Work to complete -
**1)** According to the episode review, which actress plays Wanda Varner?
**2)** Please explain why the episode review gives Wanda Varner a negative point.

1.6 Return of the Kane

Score: 17


Characters: 5

Logan (+1)

Dick (+1)

Aaron Echolls (+1)

Lilly (+1)

Corny (1)


Guest stars: 1

Wanda (-1)

Jane Lynch (+2)


Plot relevance: 5/5

There's a little movement on the Lilly Kane murder trial front, as Veronica starts creating a file on everyone who now lacks an alibi, based on what she knows about Lilly's incorrect time of death. That means the entire Kane family. She dips into Keith's safe and finds crime scene photos that show Lilly's Keds under the desk in her bedroom--the same Keds that were later found in the possession of Able Koontz, her confessed killer. As Veronica says, that's impossible!  We get lots of Lilly flashbacks and also a Lilly dream. Ultimately, Veronica realizes that Keith is onto her, and decides to let him in on what she knows. Also, Wanda says that she heard that Lilly had a thing with Weevil. Veronica vehemently denies this.


We also develop more backstory about the major players: this time we're focusing on the Echolls family, and we're introduced to Aaron Echolls for the first time! Logan and Dick (finally a Dick episode!) are organizing bum fights. A video gets leaked to The Smoking Gun website, publicly embarrassing Aaron Echolls. But Logan's real sin is costing his father half a million dollars when he pledges it to the local food bank (note: we just saw him accept a movie deal for "eight figures" - tens of millions, in other words). The subplot-capping scene -- in which Logan has to choose which belt his father will beat him with, while his mother desperately gulps vodka out of a crystal tumbler in the next room and listens to the belt hitting Logan's flesh -- is just stellar character development.


Story quality: 2/5

It's school election time and Wanda Varner, pseudo-punk outcast, decides to run on a platform of abolishing the "unfair and elitist pirate points program" (a perk for jocks and other "involved" students). To counter this anti-establishment threat, Logan maneuvers Duncan into running against his will (recruiting his movie star father for Duncan's campaign ad, a hilarious choice). Veronica is assigned to cover the election for the school paper and ends up unearthing a corrupt plan to ensure Duncan the victory. But, as with most things in the Mars universe, Wanda isn't what she seems and ends up falling from grace. Duncan wins in the end, but vows to expand the pirate points program to include a wider array of school activities, thus enfranchising the disenfranchised.


I really can't stand Wanda Varner, and I'm afraid it's entirely the fault of the actress playing her. For some reason, Rachel Roth delivers the lines with a weird mid-Atlantic accent that sounds phony and is very distracting. (The scene in which Keith talks in a similar accent in a Philip Marlowe impression almost feels like Enrico Colantoni making fun of Roth, but I'm sure I'm just reading into it.) Anyway, every single thing Wanda says gets on my nerves. She earns a negative point. But we also get Jane Lynch, debuting an early version of Sue Sylvester (five years before Glee) as student council advisor, Mrs. Donaldson. It's so weird to see her here, back in her one-episode-only-of-every-network-series era when no one knew who she was. (In the same year as her appearance in VM, she was in one episode of NYPD Blue, Monk, Friends, and the original CSI, to name just a few.) As one of the best guest stars of the whole series, she gets two points! She really makes this episode.

[Location annotation dataset excerpts]

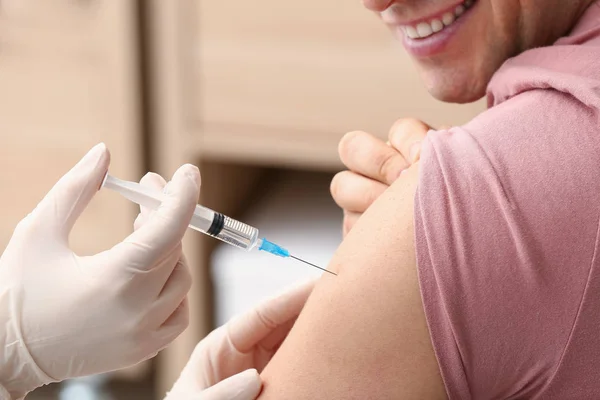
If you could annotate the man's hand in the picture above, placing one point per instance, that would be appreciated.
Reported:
(374, 165)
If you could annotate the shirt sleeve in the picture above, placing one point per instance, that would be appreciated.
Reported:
(506, 221)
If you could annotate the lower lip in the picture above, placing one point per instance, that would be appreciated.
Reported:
(435, 43)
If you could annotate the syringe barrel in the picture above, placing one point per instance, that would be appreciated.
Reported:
(222, 227)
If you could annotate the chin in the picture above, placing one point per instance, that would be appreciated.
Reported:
(458, 87)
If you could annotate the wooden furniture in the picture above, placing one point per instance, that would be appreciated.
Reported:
(68, 80)
(267, 84)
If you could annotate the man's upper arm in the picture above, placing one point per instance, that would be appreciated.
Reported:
(363, 334)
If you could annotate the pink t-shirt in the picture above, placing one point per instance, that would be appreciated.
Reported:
(507, 218)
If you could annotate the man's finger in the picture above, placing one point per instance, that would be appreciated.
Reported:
(406, 136)
(354, 192)
(350, 219)
(367, 155)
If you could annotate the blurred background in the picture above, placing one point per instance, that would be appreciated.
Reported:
(257, 94)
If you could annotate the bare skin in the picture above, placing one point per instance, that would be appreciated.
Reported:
(363, 334)
(495, 31)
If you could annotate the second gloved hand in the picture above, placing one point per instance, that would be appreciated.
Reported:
(65, 316)
(225, 365)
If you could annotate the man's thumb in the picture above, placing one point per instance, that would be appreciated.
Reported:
(243, 386)
(65, 202)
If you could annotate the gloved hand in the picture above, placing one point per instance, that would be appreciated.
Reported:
(225, 365)
(374, 165)
(66, 316)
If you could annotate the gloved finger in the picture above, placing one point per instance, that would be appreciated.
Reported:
(248, 329)
(354, 192)
(406, 136)
(153, 181)
(367, 155)
(350, 219)
(243, 386)
(174, 292)
(65, 202)
(166, 227)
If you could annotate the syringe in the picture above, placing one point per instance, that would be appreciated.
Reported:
(204, 220)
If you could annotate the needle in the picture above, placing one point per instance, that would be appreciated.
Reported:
(313, 265)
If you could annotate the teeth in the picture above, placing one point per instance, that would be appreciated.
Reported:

Results in order -
**1)** Rachel Roth plays Wanda Varner.

**2)** The reviewer can't stand Wanda and blames the actress, Rachel Roth, who delivers her lines in a weird mid-Atlantic accent that sounds phony and is very distracting. As a result, every single thing Wanda says gets on the reviewer's nerves.